▶ [QUOTED TEXT]
++++++++
Growth of the Company’s business requires expenditures for maintenance and capitalized costs associated with the construction of new billboard displays, the replacement of damaged billboard displays, the entrance into and renewal of logo sign and transit contracts, and the purchase of real estate and operating equipment. The following table presents a breakdown of capitalized expenditures for the three months and six months ended June 30, 2010 and 2009:
                                 
    Three months ended     Six months ended  
    June 30,     June 30,  
    (in thousands)     (in thousands)  
    2010     2009     2010     2009  
Total capital expenditures:
                               
Billboard — traditional
  $ 873     $ 2,217     $ 2,509     $ 5,061  
Billboard — digital
    2,937       3,929       4,670       8,247  
Logos
    1,981       1,409       4,068       2,071  
Transit
    38       2,022       674       3,010  
Land and buildings
                579       384  
Operating equipment
    1,518       1,836       3,188       2,698  
 
                       
Total capital expenditures
  $ 7,347     $ 11,413     $ 15,688     $ 21,471  
 
                       
RESULTS OF OPERATIONS
Six Months ended June 30, 2010 compared to Six Months ended June 30, 2009
Net revenues increased $8.5 million or 1.6% to $530.5 million for the six months ended June 30, 2010 from $522.0 million for the same period in 2009. This increase was attributable primarily to an increase in billboard net revenues of $3.9 million or 0.8% over the prior period, an increase in logo sign revenue of $2.8 million, which represents an increase of 12.9% over the prior period, and a $1.8 million increase in transit revenue, which represents an increase of 7.4% over the prior period.

16


Table of Contents

For the six months ended June 30, 2010, there was an $8.5 million increase in net revenues as compared to acquisition-adjusted net revenue for the six months ended June 30, 2009. The $8.5 million increase in revenue primarily consists of a $3.9 million increase in billboard revenue, a $2.3 million increase in logo revenue and a $2.4 million increase in transit revenue over the acquisition-adjusted net revenue for the comparable period in 2009. This increase in revenue represents an increase of 1.6% over the comparable period in 2009. See “Reconciliations” below.
++++++++
▶ [LISTED RECORDS]
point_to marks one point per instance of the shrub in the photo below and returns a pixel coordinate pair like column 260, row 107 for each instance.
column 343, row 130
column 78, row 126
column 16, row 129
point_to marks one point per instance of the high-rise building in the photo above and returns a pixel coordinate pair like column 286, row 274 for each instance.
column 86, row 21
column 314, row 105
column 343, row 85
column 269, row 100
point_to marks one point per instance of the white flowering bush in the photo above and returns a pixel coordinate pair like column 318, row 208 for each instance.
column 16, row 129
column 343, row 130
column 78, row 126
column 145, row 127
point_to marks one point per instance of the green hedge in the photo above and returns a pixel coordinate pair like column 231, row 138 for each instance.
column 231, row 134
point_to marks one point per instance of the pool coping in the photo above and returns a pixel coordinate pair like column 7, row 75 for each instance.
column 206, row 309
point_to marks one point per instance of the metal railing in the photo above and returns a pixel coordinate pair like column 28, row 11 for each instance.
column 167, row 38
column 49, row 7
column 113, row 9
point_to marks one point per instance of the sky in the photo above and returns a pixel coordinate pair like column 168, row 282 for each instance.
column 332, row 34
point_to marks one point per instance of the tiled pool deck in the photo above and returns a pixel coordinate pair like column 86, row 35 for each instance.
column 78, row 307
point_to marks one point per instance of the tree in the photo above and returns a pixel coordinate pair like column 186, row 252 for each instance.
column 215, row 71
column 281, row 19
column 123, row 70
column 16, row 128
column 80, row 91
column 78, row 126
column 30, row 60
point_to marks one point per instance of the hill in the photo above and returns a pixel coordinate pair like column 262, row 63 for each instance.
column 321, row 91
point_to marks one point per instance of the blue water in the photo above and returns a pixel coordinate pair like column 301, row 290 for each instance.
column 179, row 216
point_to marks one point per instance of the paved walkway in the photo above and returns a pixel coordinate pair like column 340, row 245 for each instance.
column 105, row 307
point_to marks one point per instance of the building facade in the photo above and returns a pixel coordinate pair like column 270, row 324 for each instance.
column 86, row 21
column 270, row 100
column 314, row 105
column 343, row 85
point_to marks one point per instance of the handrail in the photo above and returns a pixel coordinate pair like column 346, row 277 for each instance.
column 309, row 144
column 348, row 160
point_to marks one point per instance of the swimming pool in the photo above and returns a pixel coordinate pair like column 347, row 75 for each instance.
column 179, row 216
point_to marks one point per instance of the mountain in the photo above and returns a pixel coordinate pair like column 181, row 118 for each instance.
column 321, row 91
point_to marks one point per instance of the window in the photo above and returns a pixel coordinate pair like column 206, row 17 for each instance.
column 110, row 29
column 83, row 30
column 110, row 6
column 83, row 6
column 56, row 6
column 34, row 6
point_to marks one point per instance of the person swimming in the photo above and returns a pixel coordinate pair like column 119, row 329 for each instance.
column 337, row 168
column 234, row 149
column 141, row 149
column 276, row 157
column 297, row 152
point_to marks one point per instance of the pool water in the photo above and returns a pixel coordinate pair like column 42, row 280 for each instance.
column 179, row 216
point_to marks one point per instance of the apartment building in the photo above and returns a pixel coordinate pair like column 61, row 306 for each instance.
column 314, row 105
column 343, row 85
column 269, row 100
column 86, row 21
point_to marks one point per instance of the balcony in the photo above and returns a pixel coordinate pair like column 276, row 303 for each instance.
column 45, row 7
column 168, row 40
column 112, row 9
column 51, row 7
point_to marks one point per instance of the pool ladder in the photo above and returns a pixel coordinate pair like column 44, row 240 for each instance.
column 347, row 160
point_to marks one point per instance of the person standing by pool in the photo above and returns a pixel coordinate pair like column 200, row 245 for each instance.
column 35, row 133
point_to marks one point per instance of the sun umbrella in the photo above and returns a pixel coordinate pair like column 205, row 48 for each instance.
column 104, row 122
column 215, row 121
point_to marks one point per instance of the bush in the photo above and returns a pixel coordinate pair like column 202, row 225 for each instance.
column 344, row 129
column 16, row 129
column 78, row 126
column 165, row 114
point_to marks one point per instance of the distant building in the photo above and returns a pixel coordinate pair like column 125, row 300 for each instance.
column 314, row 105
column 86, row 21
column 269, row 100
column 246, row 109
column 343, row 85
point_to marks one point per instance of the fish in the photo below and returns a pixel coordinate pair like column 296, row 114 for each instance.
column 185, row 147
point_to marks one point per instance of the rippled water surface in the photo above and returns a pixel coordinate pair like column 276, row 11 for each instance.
++++++++
▶ [THE PROBLEM]
Continue the financial report excerpt above on the company's capital expenditures and net revenues, starting after its final sentence.

▶ [THE RESULT]
Operating expenses, exclusive of depreciation and amortization and gain on sale of assets, decreased 0.2 million to $316.5 million for the six months ended June 30, 2010 from $316.7 million for the same period in 2009. There was a $1.3 million decrease in operating expenses related to the operations of our outdoor advertising assets and a $1.1 million increase in corporate expenses. The increase in corporate expenses is primarily a result of increases in non-cash compensation expense related to performance based stock awards as compared to the same period in 2009.
Depreciation and amortization expense decreased $12.8 million for the six months ended June 30, 2010 as compared to the six months ended June 30, 2009, primarily due to a reduction in the number of non performing structures dismantled as compared to the six months ended June 30, 2009.
Due to the above factors, operating income increased $22.2 million to $60.1 million for the six months ended June 30, 2010 compared to $37.9 million for the same period in 2009.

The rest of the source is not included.